▼▼▼

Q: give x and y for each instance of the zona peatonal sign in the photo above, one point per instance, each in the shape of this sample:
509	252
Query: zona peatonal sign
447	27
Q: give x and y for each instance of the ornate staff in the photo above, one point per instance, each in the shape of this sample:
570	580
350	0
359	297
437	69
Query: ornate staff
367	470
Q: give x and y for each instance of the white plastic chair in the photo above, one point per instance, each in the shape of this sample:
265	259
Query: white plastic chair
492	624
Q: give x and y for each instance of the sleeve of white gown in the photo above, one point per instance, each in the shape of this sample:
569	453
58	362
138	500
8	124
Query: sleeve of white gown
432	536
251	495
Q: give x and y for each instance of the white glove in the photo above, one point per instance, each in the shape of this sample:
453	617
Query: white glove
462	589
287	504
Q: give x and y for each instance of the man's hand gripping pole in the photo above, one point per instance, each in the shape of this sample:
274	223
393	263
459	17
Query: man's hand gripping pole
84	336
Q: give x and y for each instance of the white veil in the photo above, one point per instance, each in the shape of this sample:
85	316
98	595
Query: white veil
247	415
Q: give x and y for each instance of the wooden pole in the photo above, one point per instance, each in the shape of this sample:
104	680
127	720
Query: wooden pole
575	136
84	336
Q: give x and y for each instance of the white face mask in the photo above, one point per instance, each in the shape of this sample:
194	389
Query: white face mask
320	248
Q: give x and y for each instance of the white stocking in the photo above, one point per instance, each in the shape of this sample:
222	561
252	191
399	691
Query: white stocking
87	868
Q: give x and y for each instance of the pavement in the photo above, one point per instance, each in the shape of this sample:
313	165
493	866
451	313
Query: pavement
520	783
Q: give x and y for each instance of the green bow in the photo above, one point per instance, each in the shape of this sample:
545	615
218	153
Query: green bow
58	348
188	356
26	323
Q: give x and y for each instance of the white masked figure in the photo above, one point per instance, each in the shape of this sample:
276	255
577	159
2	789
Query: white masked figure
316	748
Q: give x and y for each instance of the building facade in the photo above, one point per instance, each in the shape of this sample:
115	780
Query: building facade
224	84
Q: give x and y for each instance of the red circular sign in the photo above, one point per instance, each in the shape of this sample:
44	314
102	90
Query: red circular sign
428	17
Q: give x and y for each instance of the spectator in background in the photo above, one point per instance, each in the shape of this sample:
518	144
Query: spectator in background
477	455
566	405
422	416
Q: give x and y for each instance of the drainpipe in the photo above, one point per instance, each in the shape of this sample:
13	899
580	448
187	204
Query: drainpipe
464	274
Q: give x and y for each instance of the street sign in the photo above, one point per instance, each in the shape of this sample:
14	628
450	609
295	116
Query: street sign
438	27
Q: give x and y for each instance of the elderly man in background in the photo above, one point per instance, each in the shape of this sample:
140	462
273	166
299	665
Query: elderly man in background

▲▲▲

▶ **PROBLEM TO SOLVE**: What are the lines from the one with "Q: give x and y for each instance of the pavement" through the last line of the records above? Quote them exactly and add nothing.

▶ **RESPONSE TO THE TASK**:
Q: give x and y for each instance of the pavement in the photo above, one point per instance, each in the shape of this sample:
313	165
493	866
451	313
Query: pavement
520	783
Q: give x and y for each instance of the green bow in the photo above, one point per instance, each in the shape of this sample:
545	615
218	153
Query: green bow
58	348
188	356
26	323
Q: give x and y for each instance of the white masked figure in the photo above, one point per instance, each in the shape of this sample:
276	255
577	159
2	789
Query: white masked figure
316	748
Q: give x and y for each instance of the building facade in the photo above, one point per instance, each in the shape of this sample:
115	780
Query: building facade
224	84
Q: give x and y for each instance of the red circular sign in the photo above, one point per instance, each in the shape of this sample:
44	314
102	90
Query: red circular sign
428	17
Q: give x and y for each instance of the spectator in background in the photo above, one point per instance, each in the shape of this sample:
518	144
Query: spectator in background
477	455
566	405
422	416
Q: give x and y for each instance of the drainpipe in the photo above, one point per instance, each in the shape of this sample:
13	899
580	448
187	204
Query: drainpipe
464	274
Q: give x and y for each instance of the street sign in the photo above, one point per instance, each in the shape of this sample:
14	628
450	609
295	116
Query: street sign
438	27
Q: give x and y for each instance of the elderly man in background in the photo above, one point per instance, each in the shape of this sample:
140	462
273	166
299	665
Query: elderly man in background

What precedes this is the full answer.